··· INFORMATION SHOWN
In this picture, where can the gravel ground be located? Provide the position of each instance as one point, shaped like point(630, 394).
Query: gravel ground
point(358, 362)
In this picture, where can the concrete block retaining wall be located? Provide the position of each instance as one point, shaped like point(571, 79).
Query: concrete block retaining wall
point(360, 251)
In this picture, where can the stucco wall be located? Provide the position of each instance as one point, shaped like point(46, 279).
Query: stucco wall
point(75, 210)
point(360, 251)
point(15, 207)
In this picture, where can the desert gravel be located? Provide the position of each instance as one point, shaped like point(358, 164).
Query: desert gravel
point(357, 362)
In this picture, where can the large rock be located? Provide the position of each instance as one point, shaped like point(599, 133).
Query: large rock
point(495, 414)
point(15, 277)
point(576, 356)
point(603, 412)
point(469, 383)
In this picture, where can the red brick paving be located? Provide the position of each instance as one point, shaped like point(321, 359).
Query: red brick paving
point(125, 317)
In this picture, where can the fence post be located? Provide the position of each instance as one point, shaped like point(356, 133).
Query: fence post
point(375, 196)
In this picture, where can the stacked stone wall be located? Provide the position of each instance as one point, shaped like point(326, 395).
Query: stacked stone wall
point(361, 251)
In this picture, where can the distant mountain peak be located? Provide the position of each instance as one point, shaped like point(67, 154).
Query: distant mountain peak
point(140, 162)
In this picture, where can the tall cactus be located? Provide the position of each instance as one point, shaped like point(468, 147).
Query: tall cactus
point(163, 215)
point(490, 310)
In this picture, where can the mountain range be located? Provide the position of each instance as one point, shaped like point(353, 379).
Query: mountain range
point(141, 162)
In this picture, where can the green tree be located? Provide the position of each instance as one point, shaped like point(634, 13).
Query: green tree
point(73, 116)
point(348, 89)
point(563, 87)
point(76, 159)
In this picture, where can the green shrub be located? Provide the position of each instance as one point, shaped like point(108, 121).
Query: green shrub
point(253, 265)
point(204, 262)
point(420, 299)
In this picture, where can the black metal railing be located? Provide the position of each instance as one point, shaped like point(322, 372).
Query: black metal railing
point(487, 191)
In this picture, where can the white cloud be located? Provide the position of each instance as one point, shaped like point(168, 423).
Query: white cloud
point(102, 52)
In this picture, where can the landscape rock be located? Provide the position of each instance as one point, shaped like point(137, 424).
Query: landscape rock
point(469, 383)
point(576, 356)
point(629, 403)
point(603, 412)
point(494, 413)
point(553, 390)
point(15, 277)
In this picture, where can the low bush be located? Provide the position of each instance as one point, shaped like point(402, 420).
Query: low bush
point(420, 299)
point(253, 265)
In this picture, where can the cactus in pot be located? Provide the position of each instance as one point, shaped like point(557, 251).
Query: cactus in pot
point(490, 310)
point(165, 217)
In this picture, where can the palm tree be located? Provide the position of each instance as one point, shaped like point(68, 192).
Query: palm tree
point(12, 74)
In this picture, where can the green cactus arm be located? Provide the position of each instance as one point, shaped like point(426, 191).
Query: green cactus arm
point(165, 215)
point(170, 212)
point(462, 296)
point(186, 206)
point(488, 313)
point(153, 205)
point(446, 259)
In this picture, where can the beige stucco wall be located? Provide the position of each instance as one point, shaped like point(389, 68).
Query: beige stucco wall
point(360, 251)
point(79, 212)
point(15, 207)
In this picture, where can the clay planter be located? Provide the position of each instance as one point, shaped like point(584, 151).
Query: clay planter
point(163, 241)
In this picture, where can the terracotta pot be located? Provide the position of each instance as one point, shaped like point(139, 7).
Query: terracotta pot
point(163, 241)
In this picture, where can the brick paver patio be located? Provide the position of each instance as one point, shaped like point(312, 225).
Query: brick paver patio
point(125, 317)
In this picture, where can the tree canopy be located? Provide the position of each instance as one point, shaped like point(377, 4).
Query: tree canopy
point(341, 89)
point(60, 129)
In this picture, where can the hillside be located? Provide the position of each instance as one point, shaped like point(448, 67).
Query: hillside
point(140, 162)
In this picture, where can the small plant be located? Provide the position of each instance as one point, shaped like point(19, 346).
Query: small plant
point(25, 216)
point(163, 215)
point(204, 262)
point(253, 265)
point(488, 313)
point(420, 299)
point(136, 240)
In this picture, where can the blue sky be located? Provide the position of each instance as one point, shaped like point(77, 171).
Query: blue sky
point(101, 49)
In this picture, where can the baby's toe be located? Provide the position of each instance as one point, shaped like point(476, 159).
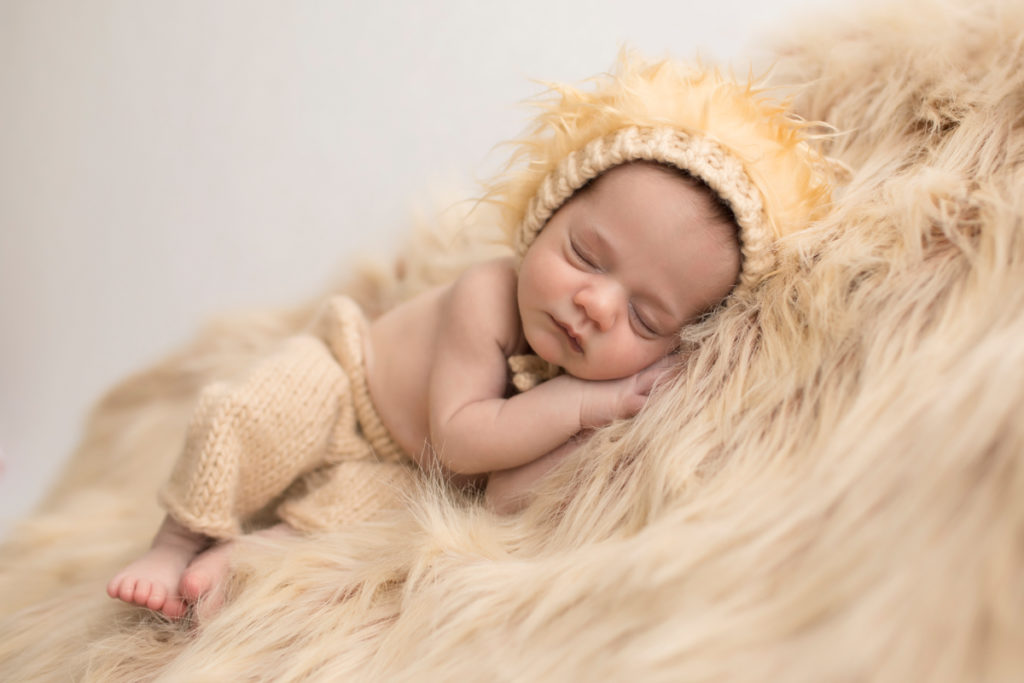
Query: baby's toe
point(126, 592)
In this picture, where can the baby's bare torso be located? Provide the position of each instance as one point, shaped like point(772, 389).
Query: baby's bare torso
point(400, 349)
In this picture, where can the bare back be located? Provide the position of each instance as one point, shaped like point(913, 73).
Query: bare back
point(402, 352)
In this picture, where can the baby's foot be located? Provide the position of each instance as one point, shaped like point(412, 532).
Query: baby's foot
point(203, 581)
point(153, 580)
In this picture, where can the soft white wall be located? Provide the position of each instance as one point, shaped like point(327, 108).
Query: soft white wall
point(162, 162)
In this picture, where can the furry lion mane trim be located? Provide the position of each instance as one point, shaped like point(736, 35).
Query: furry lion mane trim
point(832, 488)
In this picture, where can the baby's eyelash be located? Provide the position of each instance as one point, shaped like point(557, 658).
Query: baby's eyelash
point(643, 323)
point(580, 254)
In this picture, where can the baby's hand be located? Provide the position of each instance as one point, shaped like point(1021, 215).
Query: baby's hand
point(604, 401)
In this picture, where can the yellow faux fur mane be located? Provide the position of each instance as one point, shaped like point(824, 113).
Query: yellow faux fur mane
point(771, 143)
point(829, 489)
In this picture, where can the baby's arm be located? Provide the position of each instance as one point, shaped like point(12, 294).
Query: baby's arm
point(510, 491)
point(473, 428)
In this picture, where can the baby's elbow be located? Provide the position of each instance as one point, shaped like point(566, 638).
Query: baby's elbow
point(453, 456)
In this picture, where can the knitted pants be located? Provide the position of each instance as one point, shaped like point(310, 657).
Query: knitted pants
point(299, 429)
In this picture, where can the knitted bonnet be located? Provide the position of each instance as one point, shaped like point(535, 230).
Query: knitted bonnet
······
INSTRUCTIONS FOR THE TASK:
Whenever the word "bonnet" appears in a line above, copy that line.

TASK SOLUTION:
In this picture, where can the knitted bonnet be located? Provide the position of each instance as one point, shaped like point(535, 230).
Query: knitted bonnet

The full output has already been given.